- Complete the following -
• 1. Answer these questions using the post about the MBP freeze:
(a) When the video freezes, what two things keep working?
(b) What exception type does the first kernel log line report?
(c) What can be heard when trying to wake the computer after it sleeps?
• 2. Carry on with the post about the MBP freeze from the point where it stops.

- Source passage -
== Segment start ==

MBP Freeze + Graphics Card Problems

google-chromegpugraphicshang

I have an unusual but annoying problem with my MBP. The problem occurs often when running my laptop with an external monitor connected, and watching YouTube in Chrome. The problem is that the video will (seemingly randomly) freeze, audio will continue playing, and the computer becomes completely unresponsive aside from the mouse still moving. If I then shut the lid of my laptop, eventually the computer will sleep, but the screen remains black (no backlight) when attempting to wake it up again, although you do hear the CPU fan and HDD spin up like normal.

I have located the exact location in the log files that the crash occurs. The relevant portion is here.

I believe that the point at which the crash actually occurred is here:

15/04/2015 10:44:05.000 kernel[0] NVDA(OpenGL): Channel exception! exception type = 0xd = Graphics Engine Error (GR Error 5)
15/04/2015 10:44:05.000 kernel[0] IOVendorGLContext::ReportGPURestart
15/04/2015 10:44:25.000 kernel[0] NVDA(OpenGL): Channel timeout!
15/04/2015 10:44:45.000 kernel[0] NVDA(OpenGL): Channel timeout!

My question is this; is it:

  • A hardware problem (with the graphics card)?
  • A software problem (with the OS)?
  • A software problem (with Chrome)?

== Segment end ==

- Data for review -
== Segment start ==

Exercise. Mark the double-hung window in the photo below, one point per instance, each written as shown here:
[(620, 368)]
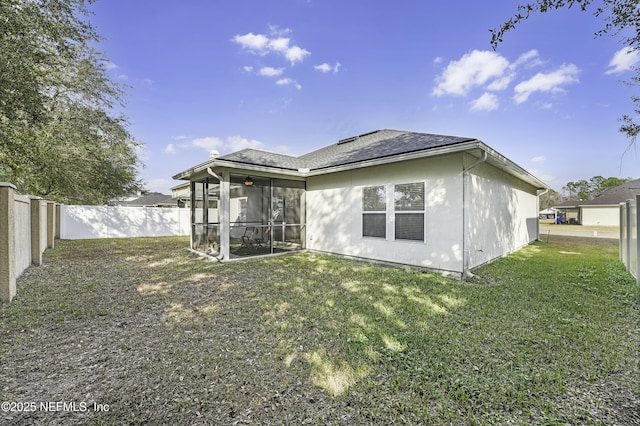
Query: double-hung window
[(374, 212), (409, 211)]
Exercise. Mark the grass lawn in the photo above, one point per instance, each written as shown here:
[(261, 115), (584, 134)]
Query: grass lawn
[(140, 331)]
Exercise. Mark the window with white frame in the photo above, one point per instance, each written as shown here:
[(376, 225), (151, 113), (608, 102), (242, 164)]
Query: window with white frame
[(374, 212), (409, 211)]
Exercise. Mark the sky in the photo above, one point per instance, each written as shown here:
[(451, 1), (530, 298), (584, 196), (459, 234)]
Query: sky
[(293, 76)]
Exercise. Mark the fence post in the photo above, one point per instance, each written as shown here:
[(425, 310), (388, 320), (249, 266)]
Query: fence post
[(57, 234), (51, 223), (7, 242), (36, 230)]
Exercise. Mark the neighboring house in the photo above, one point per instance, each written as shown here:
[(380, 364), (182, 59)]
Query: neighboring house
[(548, 214), (443, 203), (603, 210)]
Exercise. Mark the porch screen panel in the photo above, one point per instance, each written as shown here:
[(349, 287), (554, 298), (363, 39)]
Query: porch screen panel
[(409, 211), (374, 216), (287, 213)]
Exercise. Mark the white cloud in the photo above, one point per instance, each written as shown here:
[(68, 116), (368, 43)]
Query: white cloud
[(289, 82), (256, 43), (262, 45), (280, 44), (530, 58), (623, 60), (546, 82), (501, 83), (236, 143), (208, 143), (322, 67), (473, 69), (296, 54), (325, 67), (270, 72), (486, 102)]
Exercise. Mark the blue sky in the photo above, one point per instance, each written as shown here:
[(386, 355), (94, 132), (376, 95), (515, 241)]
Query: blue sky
[(292, 76)]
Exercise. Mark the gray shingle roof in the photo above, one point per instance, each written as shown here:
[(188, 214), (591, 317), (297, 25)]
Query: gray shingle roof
[(369, 146)]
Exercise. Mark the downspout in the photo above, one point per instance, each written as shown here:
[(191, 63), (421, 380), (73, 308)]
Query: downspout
[(220, 257), (466, 195), (538, 213)]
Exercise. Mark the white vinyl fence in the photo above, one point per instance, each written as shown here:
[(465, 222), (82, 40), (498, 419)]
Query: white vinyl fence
[(27, 228), (83, 222), (630, 236)]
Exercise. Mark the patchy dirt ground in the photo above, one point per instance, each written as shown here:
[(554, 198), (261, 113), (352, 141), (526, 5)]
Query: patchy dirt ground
[(142, 332)]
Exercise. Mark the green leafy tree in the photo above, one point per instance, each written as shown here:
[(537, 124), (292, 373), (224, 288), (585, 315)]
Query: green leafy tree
[(549, 199), (59, 137), (621, 18), (587, 190)]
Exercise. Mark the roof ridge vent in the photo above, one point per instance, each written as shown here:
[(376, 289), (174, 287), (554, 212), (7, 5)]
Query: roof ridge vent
[(355, 138)]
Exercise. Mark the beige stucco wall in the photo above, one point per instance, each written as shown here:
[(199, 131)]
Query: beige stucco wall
[(503, 214), (334, 213), (600, 215)]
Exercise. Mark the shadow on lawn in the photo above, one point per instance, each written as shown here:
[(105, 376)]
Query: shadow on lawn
[(340, 318)]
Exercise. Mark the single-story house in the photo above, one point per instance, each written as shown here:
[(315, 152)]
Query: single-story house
[(442, 203), (603, 210)]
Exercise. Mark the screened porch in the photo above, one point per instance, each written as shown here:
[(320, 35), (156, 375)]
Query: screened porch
[(244, 216)]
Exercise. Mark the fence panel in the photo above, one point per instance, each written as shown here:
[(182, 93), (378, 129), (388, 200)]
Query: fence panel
[(22, 218), (83, 222)]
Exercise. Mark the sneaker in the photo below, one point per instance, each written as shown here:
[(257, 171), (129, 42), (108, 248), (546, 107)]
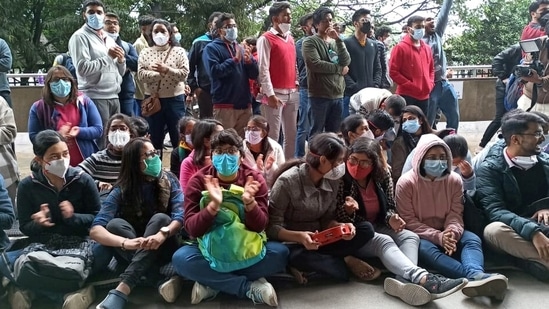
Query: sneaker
[(82, 298), (440, 286), (494, 285), (170, 289), (410, 293), (201, 292), (19, 299), (262, 292)]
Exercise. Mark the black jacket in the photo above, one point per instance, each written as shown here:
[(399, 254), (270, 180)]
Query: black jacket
[(504, 62)]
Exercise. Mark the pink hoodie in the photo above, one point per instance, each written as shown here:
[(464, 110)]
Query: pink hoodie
[(430, 207)]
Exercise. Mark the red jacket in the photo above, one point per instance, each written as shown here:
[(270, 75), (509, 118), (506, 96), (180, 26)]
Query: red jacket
[(412, 69)]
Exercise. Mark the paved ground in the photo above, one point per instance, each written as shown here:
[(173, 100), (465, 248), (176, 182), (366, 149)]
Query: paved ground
[(524, 291)]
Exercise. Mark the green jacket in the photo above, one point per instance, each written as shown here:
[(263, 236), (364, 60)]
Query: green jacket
[(324, 68)]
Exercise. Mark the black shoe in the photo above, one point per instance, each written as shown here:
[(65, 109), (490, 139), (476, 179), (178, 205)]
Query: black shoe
[(440, 286)]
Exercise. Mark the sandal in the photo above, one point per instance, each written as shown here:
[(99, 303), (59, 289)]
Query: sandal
[(361, 269)]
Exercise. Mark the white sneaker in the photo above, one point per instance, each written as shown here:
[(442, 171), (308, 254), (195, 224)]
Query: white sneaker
[(82, 298), (262, 292), (170, 289), (201, 292)]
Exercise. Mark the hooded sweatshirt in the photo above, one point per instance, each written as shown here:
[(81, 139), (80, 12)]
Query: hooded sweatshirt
[(430, 206)]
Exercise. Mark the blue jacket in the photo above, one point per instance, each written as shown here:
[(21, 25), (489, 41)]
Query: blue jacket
[(44, 117), (7, 216), (229, 78)]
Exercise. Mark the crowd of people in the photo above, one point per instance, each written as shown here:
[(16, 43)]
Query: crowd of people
[(292, 138)]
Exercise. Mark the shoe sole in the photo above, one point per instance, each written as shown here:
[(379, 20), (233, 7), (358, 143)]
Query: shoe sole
[(410, 293), (494, 286), (170, 289)]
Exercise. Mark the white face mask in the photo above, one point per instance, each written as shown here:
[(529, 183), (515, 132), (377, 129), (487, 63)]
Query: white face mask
[(336, 172), (160, 39), (57, 167), (253, 137), (284, 27), (118, 138)]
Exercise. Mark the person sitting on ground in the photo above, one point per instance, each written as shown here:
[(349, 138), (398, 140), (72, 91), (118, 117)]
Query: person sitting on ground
[(186, 125), (200, 157), (104, 165), (430, 200), (367, 195), (205, 213), (303, 201), (56, 202), (139, 221), (260, 151), (66, 110), (512, 186)]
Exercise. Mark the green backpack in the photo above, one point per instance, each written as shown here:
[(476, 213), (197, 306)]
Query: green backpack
[(228, 245)]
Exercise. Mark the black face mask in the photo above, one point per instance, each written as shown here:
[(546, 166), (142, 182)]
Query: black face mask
[(366, 27)]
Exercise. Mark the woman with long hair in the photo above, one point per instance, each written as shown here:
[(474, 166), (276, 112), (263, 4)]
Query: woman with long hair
[(139, 220)]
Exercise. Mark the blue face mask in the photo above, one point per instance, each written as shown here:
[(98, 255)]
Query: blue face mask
[(60, 88), (435, 167), (411, 126), (226, 164), (95, 21)]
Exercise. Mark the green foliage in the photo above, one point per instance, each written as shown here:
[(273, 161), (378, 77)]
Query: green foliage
[(494, 26)]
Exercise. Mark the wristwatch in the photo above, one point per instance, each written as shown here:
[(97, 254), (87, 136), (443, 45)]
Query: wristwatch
[(166, 231)]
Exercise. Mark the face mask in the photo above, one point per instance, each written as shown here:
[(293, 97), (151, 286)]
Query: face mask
[(253, 137), (226, 164), (358, 172), (525, 163), (153, 166), (160, 39), (231, 34), (119, 138), (366, 27), (411, 126), (95, 21), (284, 27), (418, 34), (336, 172), (58, 167), (435, 167)]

== Segment end ==

- Per-task answers -
• 1.
(a) The audio keeps playing and the mouse still moves.
(b) 0xd = Graphics Engine Error (GR Error 5)
(c) The CPU fan and HDD spin up like normal.

• 2.
Since the crashes are sporadic, this is unfortunately not easy to reproduce at will, although they happen often enough to be a serious problem.

My MBP is a mid-2010 15-inch running OS X 10.10.3. The graphics card is a NVIDIA GeForce GT 330M 256 MB and I'm using Chrome 41.0.2272.118.

Any help or advice on this problem whatsoever would be greatly appreciated.

Best Answer

I ran into a similar issue a while back. You will need to diagnose the video card with a diagnostic utility

1) Download, burn, and boot Ultimate Boot CD. There are a number of video utilities you can run that will test out your video card for you. Since you are no longer booting OS X when you boot this CD, you are bypassing any software issues you may be experiencing from Apple and OS X.

There is a USB Flash Boot Drive option instead of a CD (I personally use this).

This will tell you if your video chip is good or bad. If it fails at any point, then it is a safe bet that you have a hardware issue. If everything passes, it's on to step 2.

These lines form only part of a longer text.